- _The exercise_
In the mailing-list message below about OldObjectSample events, which test is listed alongside the crash seen on Windows?

- _Page extract_
☆ ☆ ☆ ☆ ☆
[11u] RFR: 8258414: OldObjectSample events too expensive
Doerr, Martin
martin.doerr at sap.com
Thu Apr 22 09:19:13 UTC 2021
Hi,
it did not only break the debug build.
We have seen a crash on Windows:
# Internal Error (./src/hotspot/share/runtime/safepoint.cpp:894), pid=11412, tid=12932
# fatal error: Deadlock in safepoint code. Should have called back to the VM before blocking.
V [jvm.dll+0x247c64] report_fatal+0x64 (debug.cpp:268)
V [jvm.dll+0x65e30b] SafepointSynchronize::block+0x14b (safepoint.cpp:893)
V [jvm.dll+0x101d44] SafepointMechanism::block_if_requested+0x34 (safepointmechanism.inline.hpp:73)
V [jvm.dll+0x6f0d9a] JavaThread::check_safepoint_and_suspend_for_native_trans+0xca (thread.cpp:2508)
V [jvm.dll+0x5e3175] ObjectSampleCheckpoint::on_rotation+0xa5 (objectsamplecheckpoint.cpp:301)
V [jvm.dll+0x397694] JfrRecorderService::pre_safepoint_write+0x64 (jfrrecorderservice.cpp:428)
V [jvm.dll+0x3978a4] JfrRecorderService::rotate+0x194 (jfrrecorderservice.cpp:325)
V [jvm.dll+0x398324] recorderthread_entry+0xd4 (jfrrecorderthreadloop.cpp:76)
V [jvm.dll+0x6f7649] JavaThread::run+0x139 (thread.cpp:1840)
V [jvm.dll+0x6f06b4] Thread::call_run+0x84 (thread.cpp:391)
V [jvm.dll+0x5f8e36] thread_native_entry+0xd6 (os_windows.cpp:460)
Test:
jdk/jfr/startupargs/TestOldObjectQueueSize.java
Best regards,
Martin
> -----Original Message-----
> From: jdk-updates-dev <jdk-updates-dev-retn at openjdk.java.net> On
> Behalf Of Hohensee, Paul
> Sent: Mittwoch, 21. April 2021 19:42
> To: Jaroslav Bachorík <jaroslav.bachorik at datadoghq.com>; Florian David
> <florian.david at datadoghq.com>
> Cc: jdk-updates-dev <jdk-updates-dev at openjdk.java.net>; Marcus Hirt
> <marcus.hirt at datadoghq.com>
> Subject: RE: [11u] RFR: 8258414: OldObjectSample events too expensive
>
> Hi, Jaroslav.
>
> This push (https://hg.openjdk.java.net/jdk-updates/jdk11u-
> dev/rev/b103107d7ceb) broke the debug builds, vis
>
> /home/hohensee/workspaces/jdk11u-
> dev/src/hotspot/share/jfr/leakprofiler/checkpoint/objectSampleCheckpoint
> .cpp:298:14: error: ‘JfrJavaSupport’ has not been declared
> DEBUG_ONLY(JfrJavaSupport::check_java_thread_in_native(thread);)
☆ ☆ ☆ ☆ ☆
- _Records provided_
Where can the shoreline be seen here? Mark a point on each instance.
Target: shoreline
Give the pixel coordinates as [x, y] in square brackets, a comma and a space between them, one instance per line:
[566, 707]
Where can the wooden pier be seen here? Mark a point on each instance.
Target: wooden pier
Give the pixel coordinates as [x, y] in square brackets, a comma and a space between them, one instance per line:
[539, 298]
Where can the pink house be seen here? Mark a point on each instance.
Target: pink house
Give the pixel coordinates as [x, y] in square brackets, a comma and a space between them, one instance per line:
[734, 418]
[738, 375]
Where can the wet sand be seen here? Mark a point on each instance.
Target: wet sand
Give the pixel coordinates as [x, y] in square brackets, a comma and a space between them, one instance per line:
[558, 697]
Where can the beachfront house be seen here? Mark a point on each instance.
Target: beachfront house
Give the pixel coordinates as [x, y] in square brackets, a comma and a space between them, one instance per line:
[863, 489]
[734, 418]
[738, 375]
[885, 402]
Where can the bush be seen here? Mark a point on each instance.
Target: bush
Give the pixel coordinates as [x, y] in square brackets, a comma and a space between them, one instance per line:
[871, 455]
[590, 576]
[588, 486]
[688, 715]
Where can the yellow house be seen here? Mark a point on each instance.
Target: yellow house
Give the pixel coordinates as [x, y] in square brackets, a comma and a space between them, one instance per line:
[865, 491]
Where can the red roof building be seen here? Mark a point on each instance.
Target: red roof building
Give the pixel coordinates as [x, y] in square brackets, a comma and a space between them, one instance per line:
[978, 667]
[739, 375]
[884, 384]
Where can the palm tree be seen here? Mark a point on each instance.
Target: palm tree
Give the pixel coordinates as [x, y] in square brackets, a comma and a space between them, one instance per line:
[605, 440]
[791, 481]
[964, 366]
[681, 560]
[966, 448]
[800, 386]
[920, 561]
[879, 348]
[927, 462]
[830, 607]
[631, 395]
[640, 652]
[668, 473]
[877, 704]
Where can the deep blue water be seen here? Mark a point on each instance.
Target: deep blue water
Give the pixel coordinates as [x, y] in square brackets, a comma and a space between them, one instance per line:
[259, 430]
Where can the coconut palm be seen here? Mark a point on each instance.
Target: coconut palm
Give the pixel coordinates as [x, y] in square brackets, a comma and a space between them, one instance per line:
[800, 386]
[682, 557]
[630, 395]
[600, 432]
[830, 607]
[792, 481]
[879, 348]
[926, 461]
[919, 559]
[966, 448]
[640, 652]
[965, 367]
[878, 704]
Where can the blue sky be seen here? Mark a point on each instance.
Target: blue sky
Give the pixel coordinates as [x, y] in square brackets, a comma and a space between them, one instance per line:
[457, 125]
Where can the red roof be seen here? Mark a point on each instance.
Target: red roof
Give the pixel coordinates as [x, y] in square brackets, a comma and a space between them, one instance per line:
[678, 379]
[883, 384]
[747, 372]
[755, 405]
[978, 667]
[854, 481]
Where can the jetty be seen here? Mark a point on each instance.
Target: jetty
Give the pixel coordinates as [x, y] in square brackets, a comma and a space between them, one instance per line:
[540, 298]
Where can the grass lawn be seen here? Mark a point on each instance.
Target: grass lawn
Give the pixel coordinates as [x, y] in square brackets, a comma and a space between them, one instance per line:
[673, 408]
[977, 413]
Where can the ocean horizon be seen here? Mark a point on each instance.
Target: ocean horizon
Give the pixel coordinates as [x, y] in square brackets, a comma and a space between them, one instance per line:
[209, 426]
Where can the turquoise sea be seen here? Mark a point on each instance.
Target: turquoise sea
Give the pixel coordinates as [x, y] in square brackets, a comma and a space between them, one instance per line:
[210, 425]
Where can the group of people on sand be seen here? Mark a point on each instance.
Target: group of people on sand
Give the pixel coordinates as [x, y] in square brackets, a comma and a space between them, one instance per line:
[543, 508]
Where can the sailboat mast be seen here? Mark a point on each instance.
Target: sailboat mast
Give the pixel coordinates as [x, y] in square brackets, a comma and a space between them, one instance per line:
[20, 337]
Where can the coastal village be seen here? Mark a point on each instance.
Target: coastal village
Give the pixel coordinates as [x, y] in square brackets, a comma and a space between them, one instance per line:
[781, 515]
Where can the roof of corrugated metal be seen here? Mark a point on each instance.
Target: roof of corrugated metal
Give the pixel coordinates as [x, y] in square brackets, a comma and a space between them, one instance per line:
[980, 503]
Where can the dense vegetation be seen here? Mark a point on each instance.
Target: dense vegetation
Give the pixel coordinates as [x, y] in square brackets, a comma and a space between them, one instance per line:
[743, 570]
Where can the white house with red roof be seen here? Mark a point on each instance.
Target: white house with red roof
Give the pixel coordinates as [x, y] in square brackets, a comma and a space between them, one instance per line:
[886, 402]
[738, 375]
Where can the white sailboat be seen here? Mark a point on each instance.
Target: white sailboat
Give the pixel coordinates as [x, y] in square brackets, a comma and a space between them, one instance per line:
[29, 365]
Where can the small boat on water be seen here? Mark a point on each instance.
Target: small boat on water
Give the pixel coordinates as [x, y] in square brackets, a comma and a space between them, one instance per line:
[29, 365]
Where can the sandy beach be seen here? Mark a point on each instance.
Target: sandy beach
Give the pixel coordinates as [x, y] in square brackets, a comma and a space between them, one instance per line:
☆ ☆ ☆ ☆ ☆
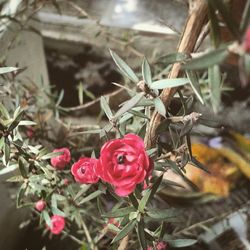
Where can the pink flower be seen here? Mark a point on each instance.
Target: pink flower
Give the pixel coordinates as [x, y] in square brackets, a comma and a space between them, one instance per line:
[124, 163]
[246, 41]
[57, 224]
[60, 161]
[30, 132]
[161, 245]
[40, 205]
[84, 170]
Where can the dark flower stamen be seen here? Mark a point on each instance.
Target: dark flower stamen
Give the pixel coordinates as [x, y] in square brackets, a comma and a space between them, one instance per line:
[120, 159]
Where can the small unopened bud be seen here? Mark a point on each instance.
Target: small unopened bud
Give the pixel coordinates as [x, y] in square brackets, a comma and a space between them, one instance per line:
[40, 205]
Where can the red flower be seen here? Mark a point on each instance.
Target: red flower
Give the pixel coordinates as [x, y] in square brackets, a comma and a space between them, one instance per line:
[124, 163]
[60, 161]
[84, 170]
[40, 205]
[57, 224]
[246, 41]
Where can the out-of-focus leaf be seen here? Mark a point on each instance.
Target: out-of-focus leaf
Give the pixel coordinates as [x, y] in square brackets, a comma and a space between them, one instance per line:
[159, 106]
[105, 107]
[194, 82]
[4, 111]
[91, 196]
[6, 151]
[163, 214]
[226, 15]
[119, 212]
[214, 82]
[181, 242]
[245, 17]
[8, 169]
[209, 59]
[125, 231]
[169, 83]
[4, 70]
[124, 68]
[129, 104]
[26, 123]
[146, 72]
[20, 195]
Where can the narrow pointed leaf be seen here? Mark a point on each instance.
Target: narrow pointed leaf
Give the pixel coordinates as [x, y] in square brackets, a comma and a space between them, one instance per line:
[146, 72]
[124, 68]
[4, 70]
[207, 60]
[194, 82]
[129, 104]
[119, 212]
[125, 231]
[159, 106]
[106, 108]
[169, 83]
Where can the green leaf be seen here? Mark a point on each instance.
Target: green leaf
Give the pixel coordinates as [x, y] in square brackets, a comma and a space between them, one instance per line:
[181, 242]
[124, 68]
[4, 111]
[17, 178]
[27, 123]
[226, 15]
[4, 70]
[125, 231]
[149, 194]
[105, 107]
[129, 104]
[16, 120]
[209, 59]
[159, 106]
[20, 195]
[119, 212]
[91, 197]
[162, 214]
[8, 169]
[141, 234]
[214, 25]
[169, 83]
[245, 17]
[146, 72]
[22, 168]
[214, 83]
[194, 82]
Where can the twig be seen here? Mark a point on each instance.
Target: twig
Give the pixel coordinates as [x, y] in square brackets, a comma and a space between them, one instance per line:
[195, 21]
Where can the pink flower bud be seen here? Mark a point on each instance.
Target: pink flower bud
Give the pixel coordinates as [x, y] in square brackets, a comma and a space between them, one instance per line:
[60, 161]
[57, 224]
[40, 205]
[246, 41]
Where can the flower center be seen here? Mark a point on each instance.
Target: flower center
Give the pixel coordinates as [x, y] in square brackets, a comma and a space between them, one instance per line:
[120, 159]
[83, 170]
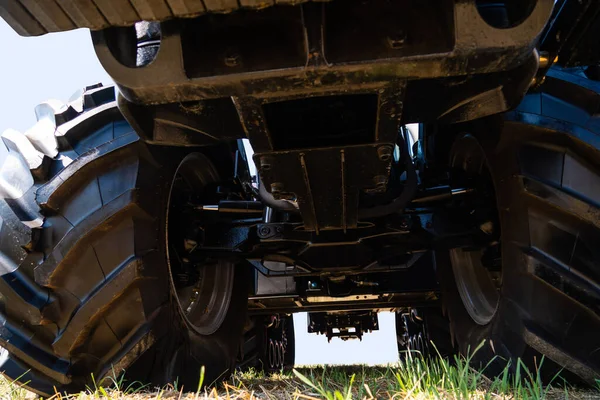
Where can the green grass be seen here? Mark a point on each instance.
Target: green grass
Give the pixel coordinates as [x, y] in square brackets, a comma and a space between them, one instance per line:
☆ ☆ ☆ ☆ ☆
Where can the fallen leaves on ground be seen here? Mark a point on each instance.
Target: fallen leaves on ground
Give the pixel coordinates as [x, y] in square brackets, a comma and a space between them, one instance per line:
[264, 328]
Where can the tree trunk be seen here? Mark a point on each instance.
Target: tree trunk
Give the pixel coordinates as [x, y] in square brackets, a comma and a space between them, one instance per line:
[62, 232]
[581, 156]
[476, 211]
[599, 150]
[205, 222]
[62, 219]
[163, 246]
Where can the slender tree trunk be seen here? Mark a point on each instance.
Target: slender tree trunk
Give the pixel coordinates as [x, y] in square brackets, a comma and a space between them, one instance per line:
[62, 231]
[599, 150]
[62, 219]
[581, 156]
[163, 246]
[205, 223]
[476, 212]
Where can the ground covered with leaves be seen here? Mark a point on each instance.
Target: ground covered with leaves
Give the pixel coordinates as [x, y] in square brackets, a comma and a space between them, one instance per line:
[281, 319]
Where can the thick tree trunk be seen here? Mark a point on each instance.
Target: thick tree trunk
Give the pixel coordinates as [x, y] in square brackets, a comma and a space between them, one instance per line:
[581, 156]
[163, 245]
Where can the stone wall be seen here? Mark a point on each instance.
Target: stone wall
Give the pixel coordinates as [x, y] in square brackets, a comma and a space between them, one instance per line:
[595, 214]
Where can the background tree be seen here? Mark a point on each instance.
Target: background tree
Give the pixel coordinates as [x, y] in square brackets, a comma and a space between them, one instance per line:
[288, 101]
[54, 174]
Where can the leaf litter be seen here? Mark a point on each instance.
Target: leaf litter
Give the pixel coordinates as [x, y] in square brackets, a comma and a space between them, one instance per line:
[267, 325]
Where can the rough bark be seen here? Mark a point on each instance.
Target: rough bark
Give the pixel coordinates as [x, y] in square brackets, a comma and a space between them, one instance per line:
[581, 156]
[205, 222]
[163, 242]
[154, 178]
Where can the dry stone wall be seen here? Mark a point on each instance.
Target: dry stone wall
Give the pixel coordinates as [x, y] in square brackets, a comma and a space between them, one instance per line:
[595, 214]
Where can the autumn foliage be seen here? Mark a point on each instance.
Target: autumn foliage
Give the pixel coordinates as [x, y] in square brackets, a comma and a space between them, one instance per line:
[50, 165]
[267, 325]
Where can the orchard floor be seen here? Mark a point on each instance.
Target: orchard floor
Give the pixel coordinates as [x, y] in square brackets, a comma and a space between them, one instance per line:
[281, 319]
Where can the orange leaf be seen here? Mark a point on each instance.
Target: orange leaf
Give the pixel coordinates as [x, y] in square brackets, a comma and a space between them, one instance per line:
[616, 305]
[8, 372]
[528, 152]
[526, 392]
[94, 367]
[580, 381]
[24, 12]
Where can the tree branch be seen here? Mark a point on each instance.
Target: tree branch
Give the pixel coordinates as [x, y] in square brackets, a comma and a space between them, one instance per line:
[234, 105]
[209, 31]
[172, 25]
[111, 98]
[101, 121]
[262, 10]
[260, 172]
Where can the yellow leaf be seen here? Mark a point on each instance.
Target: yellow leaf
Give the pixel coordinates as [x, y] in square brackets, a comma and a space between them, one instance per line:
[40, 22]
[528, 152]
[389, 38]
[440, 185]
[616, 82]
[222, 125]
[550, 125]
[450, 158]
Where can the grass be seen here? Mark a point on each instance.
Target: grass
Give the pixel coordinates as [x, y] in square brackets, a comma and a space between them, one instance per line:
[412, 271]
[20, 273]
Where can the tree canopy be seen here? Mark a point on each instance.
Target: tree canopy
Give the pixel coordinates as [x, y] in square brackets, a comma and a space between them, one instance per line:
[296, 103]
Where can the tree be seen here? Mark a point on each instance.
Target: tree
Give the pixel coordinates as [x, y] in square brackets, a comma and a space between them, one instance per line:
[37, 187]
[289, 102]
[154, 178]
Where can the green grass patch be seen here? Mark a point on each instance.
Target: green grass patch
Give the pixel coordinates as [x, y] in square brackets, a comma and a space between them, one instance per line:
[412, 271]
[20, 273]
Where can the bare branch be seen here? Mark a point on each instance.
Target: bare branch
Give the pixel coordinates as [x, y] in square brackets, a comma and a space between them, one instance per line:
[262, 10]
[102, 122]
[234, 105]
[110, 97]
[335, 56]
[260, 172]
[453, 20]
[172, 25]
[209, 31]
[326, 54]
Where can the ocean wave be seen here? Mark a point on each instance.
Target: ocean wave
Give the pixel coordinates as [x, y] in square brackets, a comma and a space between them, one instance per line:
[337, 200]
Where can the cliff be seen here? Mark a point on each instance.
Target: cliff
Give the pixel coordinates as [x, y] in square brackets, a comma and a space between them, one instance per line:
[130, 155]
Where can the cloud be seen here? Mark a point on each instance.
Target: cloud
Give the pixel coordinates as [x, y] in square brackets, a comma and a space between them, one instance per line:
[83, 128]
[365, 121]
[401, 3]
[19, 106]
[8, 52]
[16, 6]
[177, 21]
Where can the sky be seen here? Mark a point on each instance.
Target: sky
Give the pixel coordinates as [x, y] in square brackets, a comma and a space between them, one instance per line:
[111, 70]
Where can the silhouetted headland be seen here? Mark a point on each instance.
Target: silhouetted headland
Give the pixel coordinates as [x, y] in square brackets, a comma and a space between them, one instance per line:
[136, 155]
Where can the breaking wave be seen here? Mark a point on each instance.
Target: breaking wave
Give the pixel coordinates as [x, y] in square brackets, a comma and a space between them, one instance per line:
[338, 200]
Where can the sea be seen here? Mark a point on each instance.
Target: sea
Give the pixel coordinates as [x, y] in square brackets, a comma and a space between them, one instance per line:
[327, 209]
☆ ☆ ☆ ☆ ☆
- _Result for this exercise_
jdk/jfr/startupargs/TestOldObjectQueueSize.java